____ Extrait

Du côté de chez Renault, on suit cet exemple en produisant et diffusant son best seller Renault 5, au pays du Shah (lire aussi : Pars Khodro Sepang PK). Au début des années 2010, on produit encore la 405 (notamment en version pick-up, lire aussi : Iran Khodro Arisun), rejointe par la 206 depuis 2001, déclinée en 4 portes en 2006. Chez les chevrons, on implante la Xantia sur ce marché prometteur (lire aussi : Saipa Xantia). Les français sont les rois du marché iranien, tout va bien dans le meilleur des mondes et pourtant cette belle machine va s’enrayer, avec un gros grain de sable nommé GM.

Pas de dollars, pas de Peugeot

Au début 2012, PSA interrompt brutalement ses livraisons. L’usine de Vesoul, d’où partaient chaque jour des caisses de pièces acheminées en avion en Iran, se retrouve au ralenti. Les voitures étaient expédiées en CKD, et assemblées sur place chez le partenaire Iran Khodro. Cette annonce intervient sous la pression directe de son nouveau partenaire, General Motors. Les américains imposent l’arrêt des livraisons à l’iran en préalable à toute alliance capitalistique. PSA va mal, ils n’ont pas vraiment le choix.

Cette décision met au chômage technique une partie du magasin de logistique PSA de Vesoul. On parle de 400 salariés touchés sur les 3000 de l’effectif du site. L’oncle Sam met en avant l’application concrète des sanctions internationales mais cela n’empêche pas Renault de continuer à assembler ses voitures sur place, notamment ses Logan vendues sur place depuis 2007. Preuve, s’il en était que la décision de PSA n’était pas technique mais bien politique. PSA quitte le pays, contraint et doit abandonner la lucrative livraison de pièces au profit de contrefacteurs chinois. En effet, les 405 et 206 continuent de sortir de l’usine de son partenaire avec des pièces chinoises à la qualité désastreuse.

Un  retour cher payé

Il faudra attendre l’été 2016 pour que PSA revienne en Iran, en signant un nouvel accord de coentreprise avec son partenaire Iran Khodro, suite à la levée des sanctions internationales. Il s’agit d’un accord 50/50 assorti d’un investissement de 400 millions d’euros. Peugeot revient avec les 208, 2008 et 301, équipées de moteurs modernes et de tous les équipements dont l’Iranien moyen doit pouvoir bénéficier. A l’image de ce qui a été fait en Chine avec Dongfeng, le partenaire local pourra utiliser les plate forme PSA pour développer ses propres modèles. Pour la première fois la coentreprise prévoit même d’exporter une partie de la production. Les 405 et 206 sont de nouveau fabriquées avec des pièces d’origine PSA.

Ce retour ne s’est pas fait tout seul. Partir après tant d’années de collaboration, de façon si soudaine a laissé des traces. Les iraniens se sont sentis trahis et le PDG d’Iran Khodro, Hashem Yekkeh Zare lance une vaste négociation et obtient 427 millions d’euros de bonus, remise de dettes, et rabais pour dédommagement au départ soudain de PSA. En plus d’un manque à gagner abyssal pendant 5 ans, le retour coûte un demi-milliard d’euros, au bas mot.

________

_Les consignes:_
- 1) Recopiez le passage de l'extrait sur PSA en Iran qui va de « Pas de dollars, pas » jusqu'à « vraiment le choix. ».
- 2) D'après l'extrait sur PSA en Iran, les affirmations suivantes sont-elles exactes ? (a) PSA a fait son retour en Iran à l'été 2016. (b) Renault a cessé d'assembler ses voitures en Iran en même temps que PSA. (c) L'arrêt des livraisons a touché 400 salariés du site de Vesoul. Répondez par oui ou par non pour chacune, en citant les mots de l'extrait qui tranchent.
- 3) Prolongez l'extrait sur PSA en Iran au-delà de sa dernière phrase.
Les données n'ont aucun rôle à jouer ici.

____ Entrées fournies

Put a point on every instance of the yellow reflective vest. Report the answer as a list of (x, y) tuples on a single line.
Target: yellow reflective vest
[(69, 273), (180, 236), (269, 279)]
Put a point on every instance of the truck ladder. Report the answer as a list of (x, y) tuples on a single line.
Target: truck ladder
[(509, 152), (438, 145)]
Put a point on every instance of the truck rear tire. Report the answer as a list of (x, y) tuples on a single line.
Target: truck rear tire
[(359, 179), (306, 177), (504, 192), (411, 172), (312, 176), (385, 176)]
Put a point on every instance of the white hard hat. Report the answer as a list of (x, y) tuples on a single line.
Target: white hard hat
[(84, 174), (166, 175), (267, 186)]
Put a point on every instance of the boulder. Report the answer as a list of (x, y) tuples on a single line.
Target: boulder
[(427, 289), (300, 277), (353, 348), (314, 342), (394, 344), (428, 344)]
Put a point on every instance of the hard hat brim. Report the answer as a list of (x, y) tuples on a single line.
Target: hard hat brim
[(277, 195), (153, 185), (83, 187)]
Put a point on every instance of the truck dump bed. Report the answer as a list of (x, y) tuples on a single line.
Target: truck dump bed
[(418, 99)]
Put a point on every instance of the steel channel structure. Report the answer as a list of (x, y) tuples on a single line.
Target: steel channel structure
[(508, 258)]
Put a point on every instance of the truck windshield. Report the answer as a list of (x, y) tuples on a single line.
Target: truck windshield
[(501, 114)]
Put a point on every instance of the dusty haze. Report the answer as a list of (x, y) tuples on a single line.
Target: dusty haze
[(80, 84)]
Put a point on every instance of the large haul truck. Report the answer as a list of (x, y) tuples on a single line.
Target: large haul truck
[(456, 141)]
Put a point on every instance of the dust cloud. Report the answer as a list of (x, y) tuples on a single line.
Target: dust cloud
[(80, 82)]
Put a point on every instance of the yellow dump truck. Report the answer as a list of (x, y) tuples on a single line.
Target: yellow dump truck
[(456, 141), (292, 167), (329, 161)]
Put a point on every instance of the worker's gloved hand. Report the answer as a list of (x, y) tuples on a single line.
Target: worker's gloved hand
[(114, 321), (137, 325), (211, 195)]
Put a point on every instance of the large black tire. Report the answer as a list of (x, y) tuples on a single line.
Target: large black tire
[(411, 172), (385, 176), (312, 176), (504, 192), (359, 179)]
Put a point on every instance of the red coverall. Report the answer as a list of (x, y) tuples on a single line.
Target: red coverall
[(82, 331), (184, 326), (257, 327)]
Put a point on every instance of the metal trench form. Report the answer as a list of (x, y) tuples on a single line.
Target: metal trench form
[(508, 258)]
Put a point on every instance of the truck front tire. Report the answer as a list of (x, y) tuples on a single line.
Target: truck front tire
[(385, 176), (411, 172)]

________

_Résultats par consigne:_
- 1)
Pas de dollars, pas de Peugeot

Au début 2012, PSA interrompt brutalement ses livraisons. L’usine de Vesoul, d’où partaient chaque jour des caisses de pièces acheminées en avion en Iran, se retrouve au ralenti. Les voitures étaient expédiées en CKD, et assemblées sur place chez le partenaire Iran Khodro. Cette annonce intervient sous la pression directe de son nouveau partenaire, General Motors. Les américains imposent l’arrêt des livraisons à l’iran en préalable à toute alliance capitalistique. PSA va mal, ils n’ont pas vraiment le choix.

- 2)
(a) Oui : « Il faudra attendre l’été 2016 pour que PSA revienne en Iran ».
(b) Non : « cela n’empêche pas Renault de continuer à assembler ses voitures sur place ».
(c) Oui : « On parle de 400 salariés touchés sur les 3000 de l’effectif du site. »

- 3)
Un marché prometteur

En 2017, malgré un contexte international compliqué, le marché iranien se porte bien. Les iraniens ont besoin de voitures, les français leur en fournissent. La firme au lion cartonne de nouveau dans ce pays. Avec 443 000 livraisons sur l’année, on frôle même le record de 2010 de 461 000 voitures vendues. Sur les deux premiers mois de 2018, on atteint les 83 600 ventes, encore en progression. Chez PSA, on compte également sur le lancement de Citroën pour améliorer ce score. L’industrialisation de la C3 a commencé en Avril, avec son partenaire local Saipa, qui fabriquait déjà les Xantia il y a quelques années.

Renault, qui n’a jamais vraiment quitté le pays, immatricule sur les deux premiers mois de cette année quasiment 20 000 véhicules, après 162 000 sur 2017. En Iran, on se fait écho de négociations avancées pour y produire des Duster nouvelle génération. Avec 35 % de parts de marché, les français seraient les  gros perdants d’un éventuel nouveau retrait. D’autant plus que le marché est dynamique, avec un fort potentiel de croissance. Le taux d’équipement est inférieur à 100 voitures pour 1000 habitants, 6 fois moins que dans l’union européenne. En Iran, le consommateur est solvable, il paye cash et adore les voitures modernes et richement équipées. Chez Peugeot on table sur un marché à 1,6 millions en 2018 et 2 millions en 2022. Avec un salaire situé entre 4 et 8 euros de l’heure et une main d’oeuvre très qualifiée et cultivée, l’Iran est une destination recommandable malgré le contexte politique.

Un marché vital pour les français

Bon an mal an, l’Iran constitue pour Peugeot le second débouché en volume après la France. Il y a 4 millions de Peugeot en circulation aujourd’hui en Iran. Ce marché est le 3ème pilier de croissance internationale de PSA, avec l’Europe et la chine. Les 458 000 kits livrés représentaient 21 % des véhicules livrés dans le monde pour le lion avant son départ en 2012. Un chiffre important, au point de se demander si le retrait de ce marché n’a pas failli tuer PSA.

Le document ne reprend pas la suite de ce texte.